··· EXTRACTED ENTRIES ···

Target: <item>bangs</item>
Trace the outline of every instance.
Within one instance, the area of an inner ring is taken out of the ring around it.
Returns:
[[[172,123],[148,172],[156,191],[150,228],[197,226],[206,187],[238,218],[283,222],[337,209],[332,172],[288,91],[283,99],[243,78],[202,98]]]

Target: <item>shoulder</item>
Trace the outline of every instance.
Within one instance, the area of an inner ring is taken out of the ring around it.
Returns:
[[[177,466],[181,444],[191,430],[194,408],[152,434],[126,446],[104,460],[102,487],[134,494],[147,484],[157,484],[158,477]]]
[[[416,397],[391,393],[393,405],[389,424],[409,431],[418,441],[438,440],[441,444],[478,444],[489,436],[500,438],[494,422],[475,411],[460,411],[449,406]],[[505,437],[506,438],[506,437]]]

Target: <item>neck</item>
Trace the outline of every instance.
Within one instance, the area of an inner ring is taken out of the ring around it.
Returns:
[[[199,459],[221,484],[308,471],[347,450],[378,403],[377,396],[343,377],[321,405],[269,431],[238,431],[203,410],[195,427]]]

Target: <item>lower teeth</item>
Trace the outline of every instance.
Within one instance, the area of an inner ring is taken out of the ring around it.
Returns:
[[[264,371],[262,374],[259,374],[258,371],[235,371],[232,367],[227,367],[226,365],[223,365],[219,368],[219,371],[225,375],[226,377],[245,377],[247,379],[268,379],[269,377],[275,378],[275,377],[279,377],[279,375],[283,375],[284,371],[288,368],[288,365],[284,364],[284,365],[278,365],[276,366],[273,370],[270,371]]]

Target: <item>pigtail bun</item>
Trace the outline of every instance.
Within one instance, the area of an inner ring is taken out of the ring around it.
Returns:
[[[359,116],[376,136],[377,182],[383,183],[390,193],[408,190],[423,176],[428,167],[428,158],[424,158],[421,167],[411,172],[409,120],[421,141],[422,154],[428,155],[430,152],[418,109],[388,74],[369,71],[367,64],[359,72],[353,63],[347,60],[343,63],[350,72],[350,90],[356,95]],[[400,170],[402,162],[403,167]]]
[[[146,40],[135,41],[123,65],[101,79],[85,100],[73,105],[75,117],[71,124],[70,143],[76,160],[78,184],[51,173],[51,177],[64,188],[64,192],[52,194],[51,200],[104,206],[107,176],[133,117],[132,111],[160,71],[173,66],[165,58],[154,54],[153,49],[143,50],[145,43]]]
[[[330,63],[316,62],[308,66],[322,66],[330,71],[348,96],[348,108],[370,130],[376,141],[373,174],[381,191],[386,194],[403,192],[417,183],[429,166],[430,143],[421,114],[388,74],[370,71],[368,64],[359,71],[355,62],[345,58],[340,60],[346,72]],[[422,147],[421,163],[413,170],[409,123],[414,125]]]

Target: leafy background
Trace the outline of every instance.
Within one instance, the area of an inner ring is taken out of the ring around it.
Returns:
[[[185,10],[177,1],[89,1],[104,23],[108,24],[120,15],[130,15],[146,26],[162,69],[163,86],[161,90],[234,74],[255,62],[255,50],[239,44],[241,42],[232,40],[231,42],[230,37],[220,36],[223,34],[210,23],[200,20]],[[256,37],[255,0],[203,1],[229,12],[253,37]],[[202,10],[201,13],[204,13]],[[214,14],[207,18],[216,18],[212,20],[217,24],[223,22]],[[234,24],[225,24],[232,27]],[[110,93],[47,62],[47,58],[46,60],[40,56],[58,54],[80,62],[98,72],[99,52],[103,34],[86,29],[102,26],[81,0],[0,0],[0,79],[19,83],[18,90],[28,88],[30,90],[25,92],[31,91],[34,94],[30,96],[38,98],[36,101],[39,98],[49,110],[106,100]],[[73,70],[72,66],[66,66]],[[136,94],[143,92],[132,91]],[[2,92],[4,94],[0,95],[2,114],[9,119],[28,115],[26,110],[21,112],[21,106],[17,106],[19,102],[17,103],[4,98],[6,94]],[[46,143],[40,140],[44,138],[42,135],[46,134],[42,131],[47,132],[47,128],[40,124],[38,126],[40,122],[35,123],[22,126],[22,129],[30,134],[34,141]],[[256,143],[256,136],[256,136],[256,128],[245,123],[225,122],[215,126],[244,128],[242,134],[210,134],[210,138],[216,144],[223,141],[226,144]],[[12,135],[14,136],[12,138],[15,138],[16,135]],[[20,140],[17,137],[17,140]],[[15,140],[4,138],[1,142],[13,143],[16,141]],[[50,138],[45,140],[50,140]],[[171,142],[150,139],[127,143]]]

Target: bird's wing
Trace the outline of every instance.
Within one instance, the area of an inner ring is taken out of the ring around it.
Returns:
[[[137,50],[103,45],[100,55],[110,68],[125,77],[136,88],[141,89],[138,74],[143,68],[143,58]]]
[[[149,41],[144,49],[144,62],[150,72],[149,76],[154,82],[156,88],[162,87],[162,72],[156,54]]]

···

» **WHAT YOU ARE ASKED TO DO**
Copy every line of the material above without changing a character. Keep the original order and line breaks.

» **TASK OUTPUT**
Target: <item>bangs</item>
Trace the outline of every instance.
Within one instance, the area of an inner ring is taken out of the ring around it.
Returns:
[[[172,123],[148,172],[156,191],[150,228],[197,226],[206,187],[238,218],[283,222],[337,209],[332,172],[288,91],[283,99],[243,78],[202,98]]]

Target: <item>shoulder</item>
Trace the outline of every instance.
Within one instance, the area of an inner ring is taken out of the ring around it.
Returns:
[[[177,466],[181,444],[191,430],[194,408],[152,434],[126,446],[104,460],[102,487],[134,494],[147,484],[157,484],[158,477]]]
[[[416,397],[391,393],[393,405],[389,424],[409,431],[418,441],[438,440],[441,444],[478,444],[489,436],[500,438],[494,422],[475,411],[460,411],[449,406]],[[505,437],[506,438],[506,437]]]

Target: <item>neck</item>
Trace the outline of every instance.
Within one instance, the area of an inner ring is taken out of the ring around it.
Returns:
[[[199,459],[221,484],[308,471],[347,450],[378,403],[377,396],[343,377],[321,405],[269,431],[238,431],[203,410],[195,427]]]

Target: <item>lower teeth</item>
Trace the outline of every instance.
Within one instance, the area of an inner ring is taken out of the ring around it.
Returns:
[[[264,371],[262,374],[259,374],[258,371],[235,371],[232,367],[227,367],[226,365],[223,365],[219,368],[219,371],[225,375],[226,377],[245,377],[247,379],[268,379],[269,377],[275,378],[275,377],[279,377],[279,375],[283,375],[284,371],[288,368],[288,365],[284,364],[284,365],[278,365],[276,366],[273,370],[270,371]]]

Target: <item>pigtail bun</item>
Trace the outline of every instance.
Within one instance, the area of an inner ring is taken out of the ring around it.
Returns:
[[[359,116],[376,136],[377,182],[383,183],[390,193],[408,190],[423,176],[428,167],[428,158],[424,158],[421,167],[411,172],[409,120],[421,141],[422,154],[428,155],[430,152],[418,109],[388,74],[369,71],[367,64],[359,72],[353,63],[347,60],[343,63],[350,72],[350,90],[356,95]],[[400,170],[402,162],[403,167]]]
[[[146,40],[135,41],[123,65],[101,79],[85,100],[73,105],[75,117],[71,124],[70,143],[76,160],[78,184],[51,173],[51,177],[64,188],[64,192],[52,194],[51,200],[104,206],[107,176],[133,117],[132,111],[160,71],[173,66],[165,58],[154,54],[153,49],[143,50],[145,43]]]
[[[330,63],[316,62],[308,66],[322,66],[330,71],[348,96],[348,108],[370,130],[376,141],[373,174],[381,191],[386,194],[403,192],[417,183],[429,166],[430,143],[421,114],[388,74],[370,71],[368,64],[359,71],[355,62],[345,58],[340,60],[346,72]],[[422,147],[421,163],[413,170],[409,123],[414,125]]]

Target: leafy background
Trace the outline of every instance.
Within one instance, the area of an inner ring is taken out of the ring around it.
Returns:
[[[185,10],[177,1],[89,1],[104,23],[108,24],[120,15],[130,15],[146,26],[162,69],[163,86],[161,90],[234,74],[255,62],[255,50],[239,44],[241,42],[232,40],[231,42],[230,37],[220,36],[223,34],[210,23],[200,20]],[[256,37],[255,0],[203,1],[229,12],[253,37]],[[202,10],[201,13],[204,13]],[[214,14],[207,18],[216,18],[212,20],[217,24],[223,22]],[[234,24],[225,24],[232,27]],[[110,93],[47,62],[47,58],[46,60],[40,56],[58,54],[80,62],[98,72],[99,52],[103,34],[86,29],[102,26],[81,0],[0,0],[0,79],[19,83],[18,90],[28,88],[30,90],[25,92],[31,91],[34,94],[30,96],[38,98],[36,101],[39,98],[49,110],[106,100]],[[73,70],[72,66],[66,66]],[[136,94],[143,92],[132,91]],[[2,92],[4,94],[0,95],[2,114],[9,119],[28,115],[26,110],[21,112],[21,106],[17,106],[19,102],[17,103],[4,98],[6,94]],[[46,143],[40,140],[44,138],[42,135],[46,134],[42,131],[47,132],[47,128],[40,124],[38,126],[40,122],[35,123],[22,126],[22,129],[30,134],[34,141]],[[256,143],[256,136],[256,136],[256,128],[245,123],[225,122],[215,126],[244,128],[242,134],[210,134],[210,138],[216,144],[223,141],[226,144]],[[12,135],[14,136],[12,138],[15,138],[16,135]],[[20,140],[17,137],[17,140]],[[15,140],[4,138],[1,142],[13,143],[16,141]],[[50,138],[45,140],[50,140]],[[171,142],[150,139],[127,143]]]

Target: bird's wing
Trace the outline of every instance.
Within one instance, the area of an inner ring is taken out of the ring around it.
Returns:
[[[137,50],[103,45],[100,55],[110,68],[125,77],[136,88],[141,89],[138,74],[143,68],[143,58]]]
[[[149,41],[144,49],[144,62],[150,72],[149,76],[154,82],[156,88],[162,87],[162,72],[156,54]]]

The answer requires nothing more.